### [Problem details]
Please quote only the lines that start at the one with "point: the football player in claret" and go on to the last line of the data, both ends kept.

======== Data supplied

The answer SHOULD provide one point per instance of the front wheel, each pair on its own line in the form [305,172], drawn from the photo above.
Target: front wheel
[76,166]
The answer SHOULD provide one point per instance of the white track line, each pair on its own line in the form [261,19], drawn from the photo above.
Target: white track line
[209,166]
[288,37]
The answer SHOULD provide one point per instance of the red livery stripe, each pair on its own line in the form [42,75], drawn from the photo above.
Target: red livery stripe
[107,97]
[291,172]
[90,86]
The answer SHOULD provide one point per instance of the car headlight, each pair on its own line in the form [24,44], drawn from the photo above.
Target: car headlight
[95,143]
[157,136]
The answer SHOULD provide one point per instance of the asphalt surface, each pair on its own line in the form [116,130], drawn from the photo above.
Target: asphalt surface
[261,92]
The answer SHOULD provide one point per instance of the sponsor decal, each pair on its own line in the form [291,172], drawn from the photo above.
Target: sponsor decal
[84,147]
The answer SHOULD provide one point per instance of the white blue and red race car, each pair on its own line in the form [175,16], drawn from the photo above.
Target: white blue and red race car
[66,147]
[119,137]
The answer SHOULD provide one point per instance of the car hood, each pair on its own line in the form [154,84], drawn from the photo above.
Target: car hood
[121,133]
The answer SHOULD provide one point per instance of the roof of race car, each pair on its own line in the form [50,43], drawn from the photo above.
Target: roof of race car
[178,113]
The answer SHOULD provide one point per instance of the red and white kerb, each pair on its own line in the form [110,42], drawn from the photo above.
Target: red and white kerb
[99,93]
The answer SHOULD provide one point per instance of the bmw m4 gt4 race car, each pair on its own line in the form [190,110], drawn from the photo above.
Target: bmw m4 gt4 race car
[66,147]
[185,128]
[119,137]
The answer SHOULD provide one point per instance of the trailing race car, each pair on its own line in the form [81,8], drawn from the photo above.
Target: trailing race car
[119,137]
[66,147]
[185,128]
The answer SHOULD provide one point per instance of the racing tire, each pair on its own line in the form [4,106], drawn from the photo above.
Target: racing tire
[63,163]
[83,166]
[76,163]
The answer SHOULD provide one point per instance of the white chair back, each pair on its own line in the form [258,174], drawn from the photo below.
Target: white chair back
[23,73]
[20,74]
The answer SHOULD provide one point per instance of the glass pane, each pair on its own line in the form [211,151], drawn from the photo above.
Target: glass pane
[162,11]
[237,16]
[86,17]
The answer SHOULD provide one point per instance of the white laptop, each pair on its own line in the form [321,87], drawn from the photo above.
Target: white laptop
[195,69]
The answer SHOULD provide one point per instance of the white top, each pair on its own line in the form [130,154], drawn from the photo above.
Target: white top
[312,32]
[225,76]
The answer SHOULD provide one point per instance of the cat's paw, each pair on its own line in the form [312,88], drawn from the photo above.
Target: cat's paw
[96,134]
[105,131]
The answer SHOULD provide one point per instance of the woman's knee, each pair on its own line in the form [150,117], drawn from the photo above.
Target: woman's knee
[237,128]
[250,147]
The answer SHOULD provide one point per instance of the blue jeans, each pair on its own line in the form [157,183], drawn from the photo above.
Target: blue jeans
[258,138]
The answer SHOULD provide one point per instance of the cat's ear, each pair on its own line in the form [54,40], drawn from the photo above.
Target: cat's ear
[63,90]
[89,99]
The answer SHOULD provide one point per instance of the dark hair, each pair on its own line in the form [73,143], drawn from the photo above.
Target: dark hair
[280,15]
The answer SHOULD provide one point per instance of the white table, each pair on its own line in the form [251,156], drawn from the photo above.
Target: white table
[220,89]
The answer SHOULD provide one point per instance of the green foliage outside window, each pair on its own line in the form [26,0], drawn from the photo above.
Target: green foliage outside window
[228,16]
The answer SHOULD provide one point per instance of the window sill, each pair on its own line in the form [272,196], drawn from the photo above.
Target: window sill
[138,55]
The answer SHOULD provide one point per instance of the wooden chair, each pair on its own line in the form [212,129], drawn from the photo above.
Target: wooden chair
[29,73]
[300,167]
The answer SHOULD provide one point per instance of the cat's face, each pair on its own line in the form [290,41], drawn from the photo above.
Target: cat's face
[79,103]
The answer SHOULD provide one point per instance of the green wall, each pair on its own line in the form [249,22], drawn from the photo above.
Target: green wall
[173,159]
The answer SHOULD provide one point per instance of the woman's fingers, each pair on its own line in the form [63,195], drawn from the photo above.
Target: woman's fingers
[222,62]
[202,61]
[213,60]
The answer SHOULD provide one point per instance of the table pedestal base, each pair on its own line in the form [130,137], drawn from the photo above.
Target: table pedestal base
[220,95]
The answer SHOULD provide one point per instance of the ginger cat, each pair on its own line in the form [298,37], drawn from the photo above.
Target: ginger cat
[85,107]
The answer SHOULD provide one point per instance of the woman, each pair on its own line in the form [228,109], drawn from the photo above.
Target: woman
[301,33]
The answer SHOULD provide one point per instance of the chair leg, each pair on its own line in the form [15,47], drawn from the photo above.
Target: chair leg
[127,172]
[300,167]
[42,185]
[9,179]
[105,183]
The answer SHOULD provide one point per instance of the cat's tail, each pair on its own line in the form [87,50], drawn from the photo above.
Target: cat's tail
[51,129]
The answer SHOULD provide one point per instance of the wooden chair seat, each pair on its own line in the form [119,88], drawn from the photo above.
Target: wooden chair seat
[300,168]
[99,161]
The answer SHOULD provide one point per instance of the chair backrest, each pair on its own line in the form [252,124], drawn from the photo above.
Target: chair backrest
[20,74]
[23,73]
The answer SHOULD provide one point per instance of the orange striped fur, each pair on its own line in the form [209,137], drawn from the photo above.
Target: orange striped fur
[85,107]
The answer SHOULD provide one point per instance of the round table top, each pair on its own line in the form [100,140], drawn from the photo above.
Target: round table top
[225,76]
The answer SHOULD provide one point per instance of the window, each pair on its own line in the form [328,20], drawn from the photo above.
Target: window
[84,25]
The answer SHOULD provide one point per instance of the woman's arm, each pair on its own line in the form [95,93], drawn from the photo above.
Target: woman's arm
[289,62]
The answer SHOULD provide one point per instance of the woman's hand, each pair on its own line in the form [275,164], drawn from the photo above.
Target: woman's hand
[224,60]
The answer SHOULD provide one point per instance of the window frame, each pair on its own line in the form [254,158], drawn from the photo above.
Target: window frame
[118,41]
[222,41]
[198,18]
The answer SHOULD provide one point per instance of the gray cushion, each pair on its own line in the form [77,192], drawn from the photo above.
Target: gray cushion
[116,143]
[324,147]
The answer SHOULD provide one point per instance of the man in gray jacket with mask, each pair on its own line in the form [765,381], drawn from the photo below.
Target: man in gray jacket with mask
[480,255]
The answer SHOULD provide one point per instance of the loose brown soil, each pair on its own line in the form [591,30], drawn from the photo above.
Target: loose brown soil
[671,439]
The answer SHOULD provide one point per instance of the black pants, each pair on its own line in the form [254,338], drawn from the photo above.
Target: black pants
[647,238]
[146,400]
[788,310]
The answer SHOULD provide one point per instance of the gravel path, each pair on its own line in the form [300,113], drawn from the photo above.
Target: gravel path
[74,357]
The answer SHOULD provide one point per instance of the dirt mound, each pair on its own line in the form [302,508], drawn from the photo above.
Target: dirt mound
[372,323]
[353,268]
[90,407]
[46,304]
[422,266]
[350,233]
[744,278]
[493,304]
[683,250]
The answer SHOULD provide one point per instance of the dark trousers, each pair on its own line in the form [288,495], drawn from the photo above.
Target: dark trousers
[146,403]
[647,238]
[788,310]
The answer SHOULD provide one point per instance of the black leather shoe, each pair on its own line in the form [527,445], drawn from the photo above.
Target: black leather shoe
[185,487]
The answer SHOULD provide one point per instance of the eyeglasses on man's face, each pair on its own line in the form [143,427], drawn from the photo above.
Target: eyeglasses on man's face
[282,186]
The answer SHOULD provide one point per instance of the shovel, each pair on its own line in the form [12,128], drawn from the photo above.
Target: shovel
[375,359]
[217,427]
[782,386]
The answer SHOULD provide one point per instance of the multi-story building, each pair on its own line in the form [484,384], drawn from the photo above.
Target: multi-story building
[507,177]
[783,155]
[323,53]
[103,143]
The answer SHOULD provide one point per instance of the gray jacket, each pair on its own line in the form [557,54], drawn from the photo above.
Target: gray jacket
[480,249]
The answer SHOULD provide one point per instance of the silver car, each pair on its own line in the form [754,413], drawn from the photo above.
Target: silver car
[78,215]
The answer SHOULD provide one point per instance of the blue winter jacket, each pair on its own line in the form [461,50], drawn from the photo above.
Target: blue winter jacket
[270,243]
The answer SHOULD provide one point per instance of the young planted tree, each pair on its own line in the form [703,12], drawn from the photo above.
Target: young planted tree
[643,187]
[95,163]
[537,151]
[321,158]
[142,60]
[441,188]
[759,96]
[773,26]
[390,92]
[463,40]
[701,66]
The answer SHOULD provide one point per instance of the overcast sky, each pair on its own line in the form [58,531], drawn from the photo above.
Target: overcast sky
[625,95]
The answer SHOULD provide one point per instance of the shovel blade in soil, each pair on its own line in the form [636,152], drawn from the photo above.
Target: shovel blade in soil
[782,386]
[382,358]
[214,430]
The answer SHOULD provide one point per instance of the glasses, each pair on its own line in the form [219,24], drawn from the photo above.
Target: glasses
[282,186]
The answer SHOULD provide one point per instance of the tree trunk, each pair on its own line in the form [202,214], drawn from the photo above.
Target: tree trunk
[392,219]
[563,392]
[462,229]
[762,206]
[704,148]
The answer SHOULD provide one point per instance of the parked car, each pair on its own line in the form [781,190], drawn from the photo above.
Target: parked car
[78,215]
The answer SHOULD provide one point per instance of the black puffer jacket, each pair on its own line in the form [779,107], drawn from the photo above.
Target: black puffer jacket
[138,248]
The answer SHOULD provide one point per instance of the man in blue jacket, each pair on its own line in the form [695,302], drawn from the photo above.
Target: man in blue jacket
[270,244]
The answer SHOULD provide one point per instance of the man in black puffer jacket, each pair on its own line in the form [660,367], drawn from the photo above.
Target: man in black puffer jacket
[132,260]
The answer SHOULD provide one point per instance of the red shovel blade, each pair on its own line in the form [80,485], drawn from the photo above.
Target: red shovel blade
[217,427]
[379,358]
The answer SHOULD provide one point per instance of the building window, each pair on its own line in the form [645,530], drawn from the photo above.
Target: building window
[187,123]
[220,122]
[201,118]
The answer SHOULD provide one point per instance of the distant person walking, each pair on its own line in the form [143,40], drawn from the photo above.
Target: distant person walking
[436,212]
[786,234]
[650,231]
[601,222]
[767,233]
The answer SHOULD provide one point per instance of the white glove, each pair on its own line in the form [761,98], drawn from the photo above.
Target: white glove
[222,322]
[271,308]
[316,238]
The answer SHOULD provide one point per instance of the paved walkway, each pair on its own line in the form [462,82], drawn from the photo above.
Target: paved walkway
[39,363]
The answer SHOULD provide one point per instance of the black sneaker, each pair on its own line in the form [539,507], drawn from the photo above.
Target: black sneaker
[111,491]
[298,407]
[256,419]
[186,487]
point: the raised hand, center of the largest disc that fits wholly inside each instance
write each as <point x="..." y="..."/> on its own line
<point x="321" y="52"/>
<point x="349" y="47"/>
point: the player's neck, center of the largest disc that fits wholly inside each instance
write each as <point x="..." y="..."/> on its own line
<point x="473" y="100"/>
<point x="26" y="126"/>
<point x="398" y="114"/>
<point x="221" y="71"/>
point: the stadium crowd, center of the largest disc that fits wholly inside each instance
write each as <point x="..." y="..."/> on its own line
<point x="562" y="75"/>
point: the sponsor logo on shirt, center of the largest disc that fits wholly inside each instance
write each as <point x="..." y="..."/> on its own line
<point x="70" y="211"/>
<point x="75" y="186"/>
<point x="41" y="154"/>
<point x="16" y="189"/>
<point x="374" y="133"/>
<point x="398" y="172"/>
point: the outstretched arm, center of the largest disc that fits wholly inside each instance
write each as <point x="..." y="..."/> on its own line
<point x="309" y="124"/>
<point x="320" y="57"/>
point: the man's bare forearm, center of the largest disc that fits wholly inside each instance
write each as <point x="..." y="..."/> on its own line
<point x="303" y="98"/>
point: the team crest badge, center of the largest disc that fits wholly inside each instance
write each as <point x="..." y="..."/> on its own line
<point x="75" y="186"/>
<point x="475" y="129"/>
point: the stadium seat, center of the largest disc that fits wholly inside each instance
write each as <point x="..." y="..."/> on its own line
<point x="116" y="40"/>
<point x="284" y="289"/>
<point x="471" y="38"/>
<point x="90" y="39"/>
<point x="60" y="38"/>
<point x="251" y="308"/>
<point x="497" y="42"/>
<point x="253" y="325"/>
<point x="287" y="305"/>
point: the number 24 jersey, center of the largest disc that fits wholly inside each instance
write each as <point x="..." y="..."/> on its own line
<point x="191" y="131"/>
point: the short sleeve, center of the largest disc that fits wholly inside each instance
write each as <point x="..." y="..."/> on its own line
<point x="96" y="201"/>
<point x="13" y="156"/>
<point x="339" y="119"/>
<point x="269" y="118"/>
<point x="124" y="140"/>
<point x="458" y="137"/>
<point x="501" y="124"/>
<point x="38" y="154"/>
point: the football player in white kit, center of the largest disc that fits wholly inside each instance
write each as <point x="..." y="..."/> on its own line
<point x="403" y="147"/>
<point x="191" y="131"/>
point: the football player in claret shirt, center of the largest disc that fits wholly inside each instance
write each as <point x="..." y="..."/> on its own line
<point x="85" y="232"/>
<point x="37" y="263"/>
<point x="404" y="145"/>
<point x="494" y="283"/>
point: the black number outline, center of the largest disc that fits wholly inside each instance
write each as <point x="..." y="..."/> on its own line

================

### [Response to the exercise]
point: the football player in claret shirt, center of the largest disc that fits wholly inside each instance
write each as <point x="..." y="..."/> on its own line
<point x="85" y="232"/>
<point x="37" y="263"/>
<point x="404" y="145"/>
<point x="494" y="283"/>
point: the black number outline, center of the largest disc that fits wholly inside each instance
write each as <point x="..." y="..."/> on its own line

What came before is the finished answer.